_Problem requirements_. Find out how many lines in the records have the string "code" in them, and state only that number.

Point localization data:
Segment Open

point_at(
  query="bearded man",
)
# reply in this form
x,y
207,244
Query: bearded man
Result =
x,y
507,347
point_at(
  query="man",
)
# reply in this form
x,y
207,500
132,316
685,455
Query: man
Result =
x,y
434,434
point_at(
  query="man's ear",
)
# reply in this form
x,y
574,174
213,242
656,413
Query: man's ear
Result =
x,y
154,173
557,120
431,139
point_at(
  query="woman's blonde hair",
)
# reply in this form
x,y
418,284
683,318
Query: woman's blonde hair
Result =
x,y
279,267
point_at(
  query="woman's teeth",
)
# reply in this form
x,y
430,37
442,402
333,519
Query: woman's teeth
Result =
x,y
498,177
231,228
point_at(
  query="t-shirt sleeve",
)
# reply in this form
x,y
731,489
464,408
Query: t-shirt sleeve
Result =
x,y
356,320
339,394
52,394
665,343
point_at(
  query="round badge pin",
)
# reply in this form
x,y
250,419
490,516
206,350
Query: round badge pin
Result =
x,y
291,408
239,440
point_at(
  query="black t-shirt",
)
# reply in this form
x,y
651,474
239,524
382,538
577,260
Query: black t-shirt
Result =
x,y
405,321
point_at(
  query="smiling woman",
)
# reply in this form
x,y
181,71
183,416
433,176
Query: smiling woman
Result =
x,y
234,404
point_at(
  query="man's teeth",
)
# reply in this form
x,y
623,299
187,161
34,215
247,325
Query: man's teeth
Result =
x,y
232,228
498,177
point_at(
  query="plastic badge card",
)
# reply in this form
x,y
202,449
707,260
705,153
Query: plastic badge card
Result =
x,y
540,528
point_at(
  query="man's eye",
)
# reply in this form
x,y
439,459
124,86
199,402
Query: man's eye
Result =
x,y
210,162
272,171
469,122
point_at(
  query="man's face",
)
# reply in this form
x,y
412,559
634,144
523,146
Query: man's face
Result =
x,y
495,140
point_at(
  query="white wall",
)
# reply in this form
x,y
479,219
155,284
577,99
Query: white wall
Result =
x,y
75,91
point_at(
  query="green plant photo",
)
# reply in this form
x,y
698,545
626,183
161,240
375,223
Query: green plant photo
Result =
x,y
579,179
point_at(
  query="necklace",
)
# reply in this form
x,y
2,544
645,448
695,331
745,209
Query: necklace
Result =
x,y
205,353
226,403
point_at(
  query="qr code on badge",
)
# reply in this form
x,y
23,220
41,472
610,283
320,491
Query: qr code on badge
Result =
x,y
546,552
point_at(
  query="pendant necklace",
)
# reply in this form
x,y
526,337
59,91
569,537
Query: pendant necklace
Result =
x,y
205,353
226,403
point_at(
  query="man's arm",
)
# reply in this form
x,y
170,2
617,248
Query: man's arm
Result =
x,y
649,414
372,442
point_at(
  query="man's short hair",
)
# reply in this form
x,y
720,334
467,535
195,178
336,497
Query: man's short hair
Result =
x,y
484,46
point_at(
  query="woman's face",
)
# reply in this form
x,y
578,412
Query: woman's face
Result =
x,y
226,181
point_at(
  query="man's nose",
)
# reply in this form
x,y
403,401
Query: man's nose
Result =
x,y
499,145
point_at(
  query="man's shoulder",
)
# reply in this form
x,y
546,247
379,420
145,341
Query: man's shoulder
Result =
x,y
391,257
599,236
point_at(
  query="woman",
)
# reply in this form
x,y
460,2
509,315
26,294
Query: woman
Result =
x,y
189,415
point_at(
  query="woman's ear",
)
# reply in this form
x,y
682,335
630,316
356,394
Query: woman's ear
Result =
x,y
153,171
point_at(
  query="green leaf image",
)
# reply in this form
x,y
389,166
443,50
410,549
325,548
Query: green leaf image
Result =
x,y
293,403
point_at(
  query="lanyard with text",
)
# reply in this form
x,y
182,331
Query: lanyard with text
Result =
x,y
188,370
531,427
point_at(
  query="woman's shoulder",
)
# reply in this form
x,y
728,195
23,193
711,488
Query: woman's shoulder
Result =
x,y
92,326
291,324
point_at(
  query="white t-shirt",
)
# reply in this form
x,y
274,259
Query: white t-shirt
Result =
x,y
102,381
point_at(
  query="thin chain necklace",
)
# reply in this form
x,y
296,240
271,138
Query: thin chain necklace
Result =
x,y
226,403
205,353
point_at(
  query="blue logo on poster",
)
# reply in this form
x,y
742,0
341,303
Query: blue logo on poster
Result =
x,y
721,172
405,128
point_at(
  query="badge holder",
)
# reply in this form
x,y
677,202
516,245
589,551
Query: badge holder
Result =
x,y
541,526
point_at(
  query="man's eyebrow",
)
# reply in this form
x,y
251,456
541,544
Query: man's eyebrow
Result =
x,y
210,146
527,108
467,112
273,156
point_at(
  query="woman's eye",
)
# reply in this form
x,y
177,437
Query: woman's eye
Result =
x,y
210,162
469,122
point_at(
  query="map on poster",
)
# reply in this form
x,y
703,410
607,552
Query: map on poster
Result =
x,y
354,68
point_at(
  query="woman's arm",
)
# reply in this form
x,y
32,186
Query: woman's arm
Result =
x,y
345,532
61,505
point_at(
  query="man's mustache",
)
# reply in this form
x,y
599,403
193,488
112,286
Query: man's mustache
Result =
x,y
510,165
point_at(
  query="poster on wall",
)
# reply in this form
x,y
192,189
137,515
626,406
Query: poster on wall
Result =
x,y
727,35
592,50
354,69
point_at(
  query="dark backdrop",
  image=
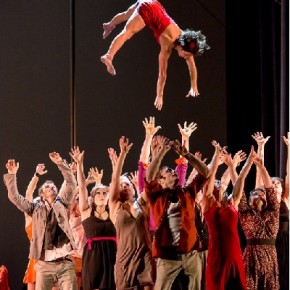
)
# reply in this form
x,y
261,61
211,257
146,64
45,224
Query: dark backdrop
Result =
x,y
54,90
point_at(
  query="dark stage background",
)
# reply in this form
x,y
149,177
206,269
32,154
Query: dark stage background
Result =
x,y
55,92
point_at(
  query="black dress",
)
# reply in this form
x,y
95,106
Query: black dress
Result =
x,y
98,262
282,246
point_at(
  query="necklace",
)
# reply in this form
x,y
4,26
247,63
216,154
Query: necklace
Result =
x,y
102,214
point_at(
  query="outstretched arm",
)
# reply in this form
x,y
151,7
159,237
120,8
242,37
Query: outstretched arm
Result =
x,y
40,170
193,92
164,147
261,142
117,19
78,157
285,196
67,194
192,160
125,147
209,188
182,166
162,75
240,182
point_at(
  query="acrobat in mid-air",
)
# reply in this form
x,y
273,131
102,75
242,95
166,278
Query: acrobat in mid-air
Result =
x,y
188,43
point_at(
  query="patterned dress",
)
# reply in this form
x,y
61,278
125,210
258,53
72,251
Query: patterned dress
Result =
x,y
282,246
98,255
260,257
224,269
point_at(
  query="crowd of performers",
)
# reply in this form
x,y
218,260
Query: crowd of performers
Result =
x,y
157,227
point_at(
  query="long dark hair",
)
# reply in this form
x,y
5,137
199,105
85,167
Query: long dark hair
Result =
x,y
192,41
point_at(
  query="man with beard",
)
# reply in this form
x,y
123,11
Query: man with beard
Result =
x,y
175,242
130,215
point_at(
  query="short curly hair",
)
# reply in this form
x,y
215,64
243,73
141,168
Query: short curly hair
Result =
x,y
192,41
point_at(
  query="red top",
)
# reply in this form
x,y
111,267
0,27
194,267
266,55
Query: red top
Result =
x,y
154,16
159,200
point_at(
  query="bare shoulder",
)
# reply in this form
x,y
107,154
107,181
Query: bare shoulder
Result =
x,y
114,208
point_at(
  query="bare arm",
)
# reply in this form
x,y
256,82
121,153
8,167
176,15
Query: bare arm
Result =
x,y
158,157
240,182
150,131
208,193
114,192
78,157
261,142
162,75
285,196
123,16
192,160
40,170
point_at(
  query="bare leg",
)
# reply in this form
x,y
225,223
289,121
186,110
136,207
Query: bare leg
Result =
x,y
134,24
117,19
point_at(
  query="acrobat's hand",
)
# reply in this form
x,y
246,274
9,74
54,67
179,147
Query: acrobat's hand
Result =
x,y
192,93
158,103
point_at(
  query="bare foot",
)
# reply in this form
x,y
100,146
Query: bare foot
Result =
x,y
106,59
107,29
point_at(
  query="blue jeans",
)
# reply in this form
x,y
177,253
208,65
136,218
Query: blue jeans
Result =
x,y
48,272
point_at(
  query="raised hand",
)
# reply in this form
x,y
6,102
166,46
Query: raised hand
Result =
x,y
158,103
12,166
124,144
178,148
76,154
192,93
149,126
186,131
260,139
286,139
96,175
40,169
113,156
55,157
134,179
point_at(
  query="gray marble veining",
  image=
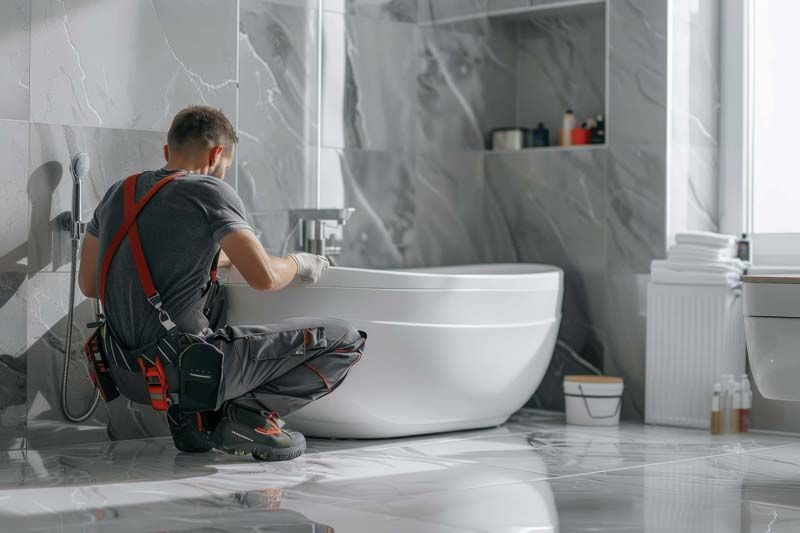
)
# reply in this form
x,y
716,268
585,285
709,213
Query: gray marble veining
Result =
x,y
637,187
13,371
562,65
368,88
277,75
535,191
396,10
83,72
533,473
459,216
13,207
380,186
694,116
15,27
114,154
466,85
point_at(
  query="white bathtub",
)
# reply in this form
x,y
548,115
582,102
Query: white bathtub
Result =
x,y
449,348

Segment Closed

_Answer to this problem_. 2